● **Exercise description**:
Please repeat all of the data below word for word, leaving out the pictures.

▼

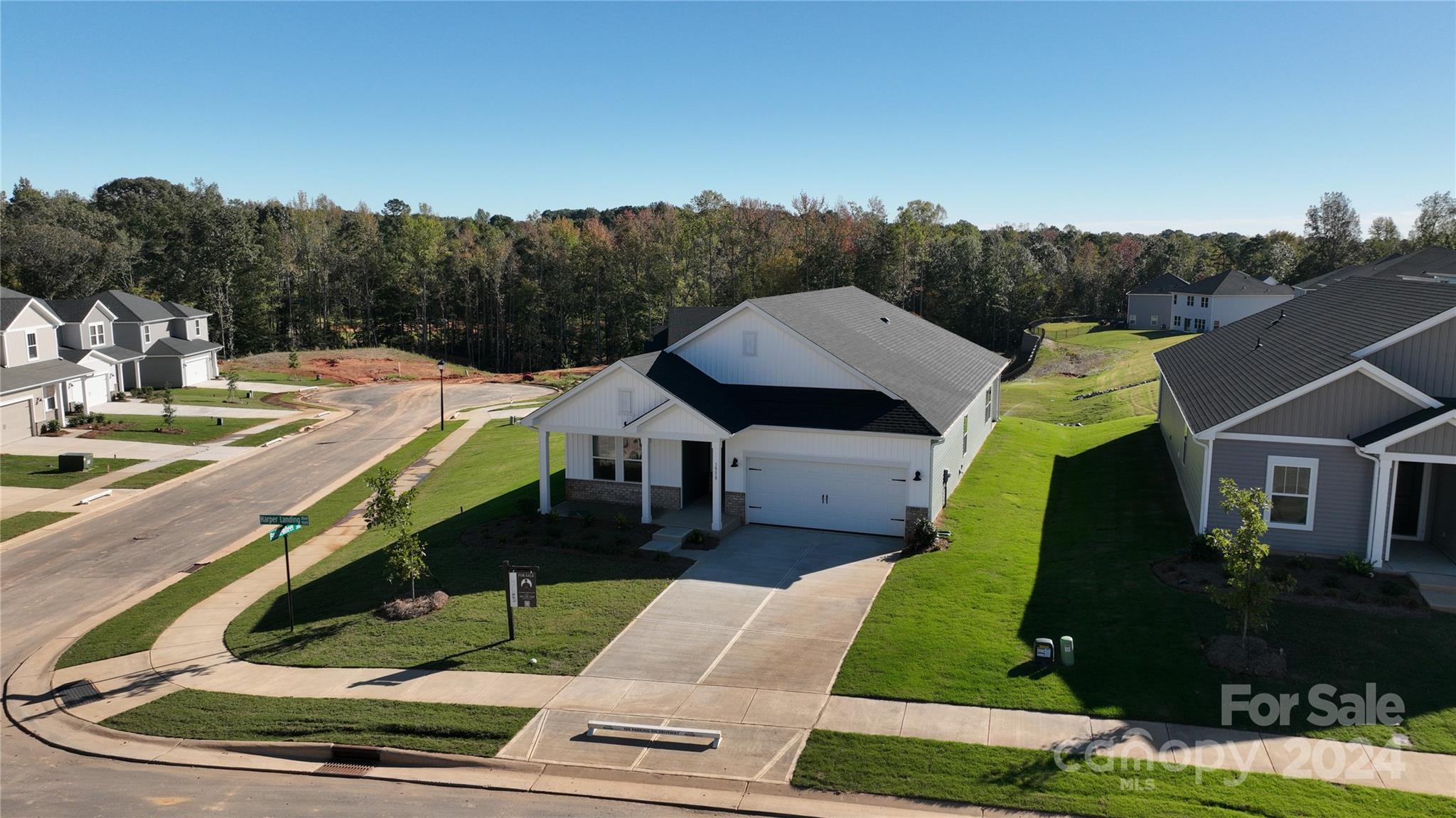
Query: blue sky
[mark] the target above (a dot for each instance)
(1138, 117)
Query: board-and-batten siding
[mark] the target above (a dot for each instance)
(948, 456)
(1349, 407)
(907, 453)
(782, 358)
(1440, 440)
(1426, 360)
(1342, 494)
(1189, 469)
(664, 461)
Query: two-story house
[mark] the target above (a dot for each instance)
(829, 409)
(1342, 407)
(1224, 298)
(172, 338)
(33, 373)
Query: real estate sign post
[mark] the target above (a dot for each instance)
(286, 524)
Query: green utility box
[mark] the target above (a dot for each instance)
(73, 462)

▲

● **Correct response**:
Query: blue sky
[mark] the target above (a dot for each instance)
(1138, 117)
Query: board-and-batten siding
[mark] the target above (a dot for each instance)
(948, 456)
(1349, 407)
(907, 453)
(782, 358)
(1440, 440)
(1426, 360)
(1342, 494)
(1189, 469)
(664, 461)
Query: two-story house
[mark] the target above (a dot for each instance)
(829, 409)
(1342, 407)
(1224, 298)
(172, 338)
(33, 373)
Query: real estate sign post
[mark] the target above (a dot for each instance)
(286, 524)
Query: green utility box
[mark] the target above (a dot for each instance)
(73, 462)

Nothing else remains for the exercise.